Hi! I'm currently trying to prune a resnet50 using the configs/pruning/mmpose/dcff/dcff_topdown_heatmap_resnet50_coco.py config and I get the following error, even after applying the mentioned fixes here. Could this be related?

Traceback (most recent call last):
  File "/anaconda/envs/openmmlab/lib/python3.8/site-packages/mmengine/registry/build_functions.py", line 121, in build_from_cfg
    obj = obj_cls(**args)  # type: ignore
  File "/some_path/mmrazor/mmrazor/models/algorithms/pruning/dcff.py", line 62, in __init__
    super().__init__(architecture, mutator_cfg, data_preprocessor,
  File "/some_path/mmrazor/mmrazor/models/algorithms/pruning/ite_prune_algorithm.py", line 137, in __init__
    self.mutator.prepare_from_supernet(self.architecture)
  File "/some_path/mmrazor/mmrazor/models/mutators/channel_mutator/channel_mutator.py", line 105, in prepare_from_supernet
    units = self._prepare_from_tracer(supernet, self.parse_cfg)
  File "/some_path/mmrazor/mmrazor/models/mutators/channel_mutator/channel_mutator.py", line 301, in _prepare_from_tracer
    unit_configs = tracer.analyze(model)
  File "/some_path/mmrazor/mmrazor/models/task_modules/tracer/channel_analyzer.py", line 106, in analyze
    fx_graph = self._fx_trace(model)
  File "/some_path/mmrazor/mmrazor/models/task_modules/tracer/channel_analyzer.py", line 131, in _fx_trace
    args = self.demo_input.get_data(model)
  File "/some_path/mmrazor/mmrazor/models/task_modules/demo_inputs/demo_inputs.py", line 29, in get_data
    return self._get_data(model, input_shape, training)
  File "/some_path/mmrazor/mmrazor/models/task_modules/demo_inputs/default_demo_inputs.py", line 105, in _get_data
    return defaul_demo_inputs(model, input_shape, training, self.scope)
  File "/some_path/mmrazor/mmrazor/models/task_modules/demo_inputs/default_demo_inputs.py", line 79, in defaul_demo_inputs
    return demo_input().get_data(model, input_shape, training)

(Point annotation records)
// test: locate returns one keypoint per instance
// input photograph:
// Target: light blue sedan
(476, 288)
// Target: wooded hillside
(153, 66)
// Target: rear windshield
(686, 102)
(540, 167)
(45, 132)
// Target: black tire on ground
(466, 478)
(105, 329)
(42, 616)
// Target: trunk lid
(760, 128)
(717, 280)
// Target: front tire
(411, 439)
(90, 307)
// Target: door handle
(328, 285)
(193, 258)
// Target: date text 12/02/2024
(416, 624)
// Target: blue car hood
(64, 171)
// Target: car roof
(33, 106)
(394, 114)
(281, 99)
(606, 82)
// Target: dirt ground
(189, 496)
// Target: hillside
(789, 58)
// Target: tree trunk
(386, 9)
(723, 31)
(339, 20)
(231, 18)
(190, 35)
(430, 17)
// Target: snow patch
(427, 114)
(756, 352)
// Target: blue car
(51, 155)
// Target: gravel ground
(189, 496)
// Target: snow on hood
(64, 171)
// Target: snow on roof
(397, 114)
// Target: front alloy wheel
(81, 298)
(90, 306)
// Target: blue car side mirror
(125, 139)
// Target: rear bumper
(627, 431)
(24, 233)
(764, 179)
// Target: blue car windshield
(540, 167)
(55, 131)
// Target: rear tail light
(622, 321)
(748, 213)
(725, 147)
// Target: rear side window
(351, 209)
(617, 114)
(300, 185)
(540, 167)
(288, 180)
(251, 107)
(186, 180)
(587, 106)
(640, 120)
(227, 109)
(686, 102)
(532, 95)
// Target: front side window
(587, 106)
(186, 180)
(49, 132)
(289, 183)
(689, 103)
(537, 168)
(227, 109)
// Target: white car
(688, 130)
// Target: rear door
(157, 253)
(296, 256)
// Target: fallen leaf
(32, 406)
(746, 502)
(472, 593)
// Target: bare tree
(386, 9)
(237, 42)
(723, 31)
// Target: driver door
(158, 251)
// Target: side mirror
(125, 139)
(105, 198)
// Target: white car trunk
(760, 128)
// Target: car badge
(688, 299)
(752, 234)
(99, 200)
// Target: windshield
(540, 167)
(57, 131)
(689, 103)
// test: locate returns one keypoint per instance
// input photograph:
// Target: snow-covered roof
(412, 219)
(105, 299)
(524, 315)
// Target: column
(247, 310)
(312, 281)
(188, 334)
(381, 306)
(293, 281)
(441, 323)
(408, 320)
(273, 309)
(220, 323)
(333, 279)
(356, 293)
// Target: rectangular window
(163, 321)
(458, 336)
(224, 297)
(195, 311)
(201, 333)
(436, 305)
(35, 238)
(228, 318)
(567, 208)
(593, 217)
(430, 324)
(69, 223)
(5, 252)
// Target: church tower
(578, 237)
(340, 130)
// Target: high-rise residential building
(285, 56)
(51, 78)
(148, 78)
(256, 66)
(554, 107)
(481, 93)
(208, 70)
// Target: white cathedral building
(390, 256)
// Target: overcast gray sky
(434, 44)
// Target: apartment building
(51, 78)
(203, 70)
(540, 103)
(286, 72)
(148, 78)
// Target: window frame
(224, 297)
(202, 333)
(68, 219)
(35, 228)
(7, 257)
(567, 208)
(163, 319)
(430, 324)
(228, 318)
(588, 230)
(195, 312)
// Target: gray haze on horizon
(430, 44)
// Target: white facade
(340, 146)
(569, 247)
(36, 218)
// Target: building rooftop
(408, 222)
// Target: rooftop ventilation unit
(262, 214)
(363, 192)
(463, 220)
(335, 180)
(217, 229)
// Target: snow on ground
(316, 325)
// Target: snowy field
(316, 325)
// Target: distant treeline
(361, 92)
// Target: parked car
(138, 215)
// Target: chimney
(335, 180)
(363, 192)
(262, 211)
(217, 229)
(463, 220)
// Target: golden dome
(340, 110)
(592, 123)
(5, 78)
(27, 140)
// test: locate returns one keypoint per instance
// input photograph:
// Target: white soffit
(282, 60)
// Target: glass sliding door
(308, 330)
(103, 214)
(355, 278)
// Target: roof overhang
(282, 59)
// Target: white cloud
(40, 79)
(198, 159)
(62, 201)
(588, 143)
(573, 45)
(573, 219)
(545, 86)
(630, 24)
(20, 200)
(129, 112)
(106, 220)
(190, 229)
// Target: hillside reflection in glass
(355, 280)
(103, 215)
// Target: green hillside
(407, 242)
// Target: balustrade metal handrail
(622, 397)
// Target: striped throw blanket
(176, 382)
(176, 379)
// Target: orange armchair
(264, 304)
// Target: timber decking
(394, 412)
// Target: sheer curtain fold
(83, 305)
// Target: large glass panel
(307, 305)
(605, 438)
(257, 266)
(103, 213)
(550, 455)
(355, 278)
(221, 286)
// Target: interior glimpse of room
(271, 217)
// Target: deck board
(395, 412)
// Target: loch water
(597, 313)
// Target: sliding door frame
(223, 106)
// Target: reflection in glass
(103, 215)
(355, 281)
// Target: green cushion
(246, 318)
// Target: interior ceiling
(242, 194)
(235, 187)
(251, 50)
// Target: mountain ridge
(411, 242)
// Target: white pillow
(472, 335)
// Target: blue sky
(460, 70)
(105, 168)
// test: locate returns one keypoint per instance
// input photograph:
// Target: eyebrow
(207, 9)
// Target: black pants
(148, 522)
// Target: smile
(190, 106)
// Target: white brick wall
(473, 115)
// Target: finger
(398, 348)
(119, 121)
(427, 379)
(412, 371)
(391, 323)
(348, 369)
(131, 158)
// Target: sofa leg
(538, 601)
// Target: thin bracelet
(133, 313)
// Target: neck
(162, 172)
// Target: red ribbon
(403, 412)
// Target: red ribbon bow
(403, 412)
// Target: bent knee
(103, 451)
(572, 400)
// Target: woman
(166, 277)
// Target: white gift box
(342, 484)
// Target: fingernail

(Tasks)
A – Pull out the part of the resnet50 pruning post starting at "Traceback (most recent" and ending at "unit_configs = tracer.analyze(model)".
B – Carry on the forum post about the resnet50 pruning error from the point where it stops.

(Answers to each task)
A –
Traceback (most recent call last):
  File "/anaconda/envs/openmmlab/lib/python3.8/site-packages/mmengine/registry/build_functions.py", line 121, in build_from_cfg
    obj = obj_cls(**args)  # type: ignore
  File "/some_path/mmrazor/mmrazor/models/algorithms/pruning/dcff.py", line 62, in __init__
    super().__init__(architecture, mutator_cfg, data_preprocessor,
  File "/some_path/mmrazor/mmrazor/models/algorithms/pruning/ite_prune_algorithm.py", line 137, in __init__
    self.mutator.prepare_from_supernet(self.architecture)
  File "/some_path/mmrazor/mmrazor/models/mutators/channel_mutator/channel_mutator.py", line 105, in prepare_from_supernet
    units = self._prepare_from_tracer(supernet, self.parse_cfg)
  File "/some_path/mmrazor/mmrazor/models/mutators/channel_mutator/channel_mutator.py", line 301, in _prepare_from_tracer
    unit_configs = tracer.analyze(model)

B –
  File "/some_path/mmrazor/mmrazor/models/task_modules/demo_inputs/demo_inputs.py", line 29, in get_data
    return self._get_data(model, input_shape, training)
  File "/some_path/mmrazor/mmrazor/models/task_modules/demo_inputs/demo_inputs.py", line 49, in _get_data
    data = self._get_mm_data(model, input_shape, training)
  File "/some_path/mmrazor/mmrazor/models/task_modules/demo_inputs/demo_inputs.py", line 139, in _get_mm_data
    data = demo_mmpose_inputs(model, input_shape)
  File "/some_path/mmrazor/mmrazor/models/task_modules/demo_inputs/mmpose_demo_input.py", line 35, in demo_mmpose_inputs
    batch_data_samples = [
  File "/some_path/mmrazor/mmrazor/models/task_modules/demo_inputs/mmpose_demo_input.py", line 36, in <listcomp>
    inputs['data_sample'] for inputs in get_packed_inputs(
TypeError: string indices must be integers

During handling of the above exception, another exception occurred:

Traceback (most recent call last):
  File "tools/train.py", line 121, in <module>
    main()
  File "tools/train.py", line 114, in main
    runner = Runner.from_cfg(cfg)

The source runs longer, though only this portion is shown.